## [Passage]
------
Re: Logical replication timeout problem

2021-11-12 Thread Fabrice Chapuis
I made a mistake in the configuration of my test script, in fact I cannot
reproduce the problem at the moment.
Yes, on the original environment there is physical replication, that's why
for the lab I configured 2 nodes with physical replication.
I'll try new tests next week
Regards

On Fri, Nov 12, 2021 at 7:23 AM Amit Kapila  wrote:

> On Thu, Nov 11, 2021 at 11:15 PM Fabrice Chapuis
>  wrote:
> >
> > Hello,
> > Our lab is ready now. Amit,  I compile Postgres 10.18 with your
> patch.Tang, I used your script to configure logical replication between 2
> databases and to generate 10 million entries in an unreplicated foo table.
> On a standalone instance no error message appears in log.
> > I activate the physical replication between 2 nodes, and I got following
> error:
> >
> > 2021-11-10 10:49:12.297 CET [12126] LOG:  attempt to send keep alive
> message
> > 2021-11-10 10:49:12.297 CET [12126] STATEMENT:  START_REPLICATION
> 0/300 TIMELINE 1
> > 2021-11-10 10:49:15.127 CET [12064] FATAL:  terminating logical
> replication worker due to administrator command
> > 2021-11-10 10:49:15.127 CET [12036] LOG:  worker process: logical
> replication worker for subscription 16413 (PID 12064) exited with exit code
> 1
> > 2021-11-10 10:49:15.155 CET [12126] LOG:  attempt to send keep alive
> message
> >
> > This message look like strange because no admin command have been
> executed during data load.
------
## [Dataset excerpts]
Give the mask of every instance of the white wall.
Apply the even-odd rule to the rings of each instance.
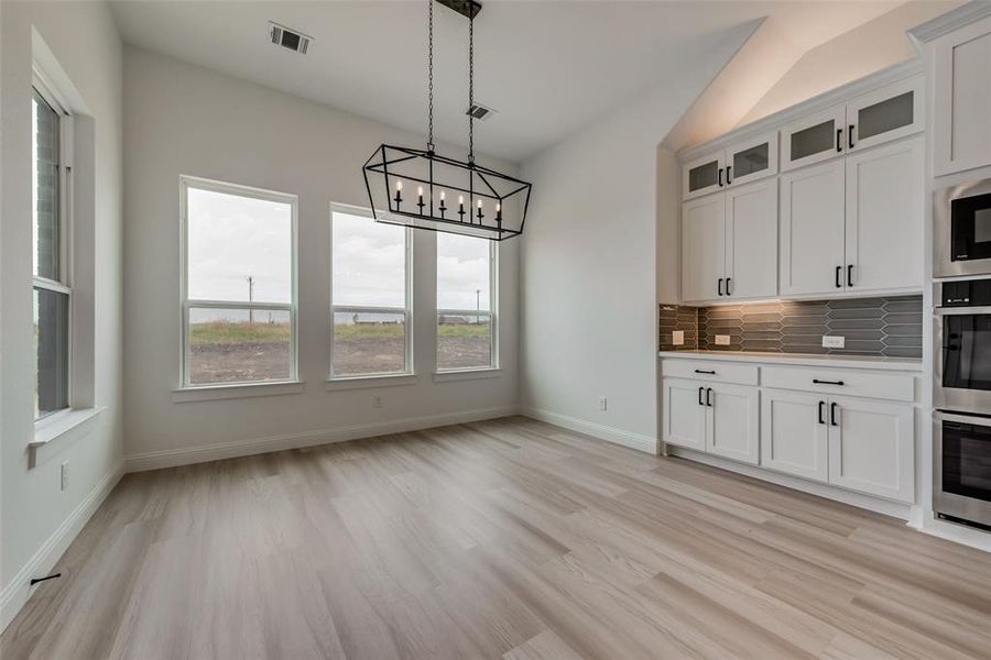
[[[747,112],[740,124],[862,78],[917,55],[906,32],[961,4],[960,0],[926,0],[905,4],[868,21],[803,55]],[[704,135],[704,140],[716,135]]]
[[[531,414],[655,450],[655,228],[669,207],[656,198],[657,145],[753,28],[714,35],[684,54],[693,64],[677,80],[524,164],[534,185],[521,326]]]
[[[121,45],[110,11],[91,2],[0,2],[0,140],[2,140],[2,273],[0,294],[0,626],[28,595],[25,570],[44,571],[61,550],[45,543],[121,462]],[[95,122],[96,314],[95,399],[107,410],[85,438],[28,468],[34,437],[32,327],[31,75],[32,25],[54,53]],[[68,488],[56,470],[70,465]],[[79,524],[80,520],[75,520]],[[65,541],[68,536],[58,537]],[[58,548],[56,543],[54,546]],[[48,548],[51,549],[51,548]]]
[[[433,232],[414,232],[415,385],[326,392],[329,364],[329,204],[367,206],[361,166],[383,141],[424,139],[148,51],[124,57],[124,356],[129,468],[317,443],[465,416],[516,403],[518,244],[502,243],[502,375],[434,383]],[[438,145],[442,153],[464,150]],[[503,163],[480,163],[508,167]],[[181,174],[300,198],[300,377],[305,392],[173,403],[179,382]],[[372,395],[384,407],[372,408]],[[250,448],[217,447],[257,440]]]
------
## [Work instructions]
1: Write out again, word for word, the part of the logical replication thread starting with "Yes, on the" and going on through "unreplicated foo table.".
2: Answer these from the logical replication thread:
(a) Which Postgres version was compiled with the patch?
(b) How many entries were generated in the unreplicated foo table?
(c) When does Fabrice Chapuis plan to run new tests?
3: Carry on the logical replication thread from its last line.
The material after the logical replication thread stands apart from it.

## [Task answers]
1:
Yes, on the original environment there is physical replication, that's why
for the lab I configured 2 nodes with physical replication.
I'll try new tests next week
Regards

On Fri, Nov 12, 2021 at 7:23 AM Amit Kapila  wrote:

> On Thu, Nov 11, 2021 at 11:15 PM Fabrice Chapuis
>  wrote:
> >
> > Hello,
> > Our lab is ready now. Amit,  I compile Postgres 10.18 with your
> patch.Tang, I used your script to configure logical replication between 2
> databases and to generate 10 million entries in an unreplicated foo table.

2:
(a) Postgres 10.18
(b) 10 million
(c) Next week

3:
> > I did not find any error related to the timeout.
> > The message coming from the modification made with the patch comes back
> all the time: attempt to send keep alive message. But there is no "sent
> keep alive message".
> >
> > Why logical replication worker exit when physical replication is
> configured?
> >
>
> I am also not sure why that happened may be due to
> max_worker_processes reaching its limit. This can happen because it
> seems you configured both publisher and subscriber in the same
> cluster. Tang, did you also see the same problem?
>
> BTW, why are you bringing physical standby configuration into the
> test? Does in your original setup where you observe the problem the
> physical standbys were there?
>
> --
> With Regards,
> Amit Kapila.
>


Re: Logical replication timeout problem

2021-11-11 Thread Fabrice Chapuis
Hello,
Our lab is ready now. Amit,  I compile Postgres 10.18 with your patch.Tang,
I used your script to configure logical replication between 2 databases and
to generate 10 million entries in an unreplicated foo table. On a
standalone instance no error message appears in log.
I activate the physical replication between 2 nodes, and I got following
error:

2021-11-10 10:49:12.297 CET [12126] LOG:  attempt to send keep alive message
2021-11-10 10:49:12.297 CET [12126] STATEMENT:  START_REPLICATION 0/300
TIMELINE 1
2021-11-10 10:49:15.127 CET [12064] FATAL:  terminating logical replication
worker due to administrator command
2021-11-10 10:49:15.127 CET [12036] LOG:  worker process: logical
replication worker for subscription 16413 (PID 12064) exited with exit code
1
2021-11-10 10:49:15.155 CET [12126] LOG:  attempt to send keep alive message

This message look like strange because no admin command have been executed
during data load.
I did not find any error related to the timeout.
The message coming from the modification made with the patch comes back all
the time: attempt to send keep alive message. But there is no "sent keep
alive message".

Why logical replication worker exit when physical replication is configured?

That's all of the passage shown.